# START OF MATERIAL PROVIDED

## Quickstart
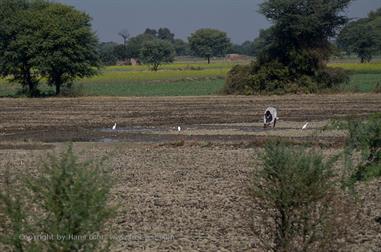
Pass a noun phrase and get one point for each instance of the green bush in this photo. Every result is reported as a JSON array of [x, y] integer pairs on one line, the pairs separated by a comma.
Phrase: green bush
[[331, 77], [295, 189], [66, 201], [276, 78], [238, 80], [364, 137]]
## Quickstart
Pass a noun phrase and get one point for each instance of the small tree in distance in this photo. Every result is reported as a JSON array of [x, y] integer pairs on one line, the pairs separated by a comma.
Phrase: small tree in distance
[[207, 43], [155, 52], [67, 44]]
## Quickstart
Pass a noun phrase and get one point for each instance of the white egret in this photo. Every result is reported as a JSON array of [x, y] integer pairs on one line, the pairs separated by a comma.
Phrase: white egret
[[270, 117]]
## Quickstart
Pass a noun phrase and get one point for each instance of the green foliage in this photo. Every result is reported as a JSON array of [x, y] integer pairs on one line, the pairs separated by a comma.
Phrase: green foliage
[[18, 45], [67, 46], [108, 53], [48, 40], [209, 43], [238, 80], [292, 54], [156, 52], [364, 136], [165, 34], [275, 78], [181, 47], [330, 77], [246, 48], [362, 37], [295, 188], [67, 199]]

# END OF MATERIAL PROVIDED

**THE PROBLEM:** Could you lay out every line of the records above as a JSON list of strings, one string per line, with blank lines dropped and the pictures left out?

**FINISHED TASK:**
[
  "## Quickstart",
  "Pass a noun phrase and get one point for each instance of the green bush in this photo. Every result is reported as a JSON array of [x, y] integer pairs on one line, the pairs separated by a comma.",
  "Phrase: green bush",
  "[[331, 77], [295, 189], [66, 201], [276, 78], [238, 80], [364, 137]]",
  "## Quickstart",
  "Pass a noun phrase and get one point for each instance of the small tree in distance in this photo. Every result is reported as a JSON array of [x, y] integer pairs on one line, the pairs separated by a comma.",
  "Phrase: small tree in distance",
  "[[207, 43], [155, 52], [67, 44]]",
  "## Quickstart",
  "Pass a noun phrase and get one point for each instance of the white egret in this photo. Every result is reported as a JSON array of [x, y] integer pairs on one line, the pairs separated by a comma.",
  "Phrase: white egret",
  "[[270, 117]]",
  "## Quickstart",
  "Pass a noun phrase and get one point for each instance of the green foliage in this photo. Every result is reported as a JSON array of [x, y] integer pairs on one line, the pairs separated by a comma.",
  "Phrase: green foliage",
  "[[18, 45], [67, 46], [108, 53], [48, 40], [209, 43], [238, 80], [292, 54], [156, 52], [364, 136], [165, 34], [275, 78], [181, 47], [330, 77], [246, 48], [362, 37], [295, 188], [67, 199]]"
]